-- EXERCISE MATERIALS start --

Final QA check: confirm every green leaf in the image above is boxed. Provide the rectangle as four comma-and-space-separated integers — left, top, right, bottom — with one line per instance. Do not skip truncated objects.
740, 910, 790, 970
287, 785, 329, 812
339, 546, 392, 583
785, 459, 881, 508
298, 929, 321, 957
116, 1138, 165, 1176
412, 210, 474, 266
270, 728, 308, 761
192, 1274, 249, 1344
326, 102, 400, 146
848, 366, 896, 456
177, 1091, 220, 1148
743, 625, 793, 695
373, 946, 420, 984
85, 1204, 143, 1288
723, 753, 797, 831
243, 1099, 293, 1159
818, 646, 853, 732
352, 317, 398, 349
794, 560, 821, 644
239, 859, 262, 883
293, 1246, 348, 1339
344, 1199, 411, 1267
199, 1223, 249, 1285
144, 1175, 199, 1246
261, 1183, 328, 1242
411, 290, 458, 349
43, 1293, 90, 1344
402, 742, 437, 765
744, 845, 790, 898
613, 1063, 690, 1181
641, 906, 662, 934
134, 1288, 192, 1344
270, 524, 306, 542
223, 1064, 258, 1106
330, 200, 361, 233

-- EXERCISE MATERIALS end --

Rescale the part of the records that opens with their first line and closes with the line containing "298, 929, 321, 957", both ends included, and give only those lines. Reproduce each line, the request too, but multiply every bounding box coordinate in the answers by 1.5 and round to whole numbers, with halves rounded up.

Final QA check: confirm every green leaf in the image above is boxed. Provide the rectangle as four comma-and-space-separated integers — left, top, right, bottom — with one line per instance. Do not skip truncated objects.
1110, 1365, 1185, 1455
431, 1178, 494, 1218
509, 819, 588, 875
1178, 689, 1322, 762
447, 1394, 482, 1436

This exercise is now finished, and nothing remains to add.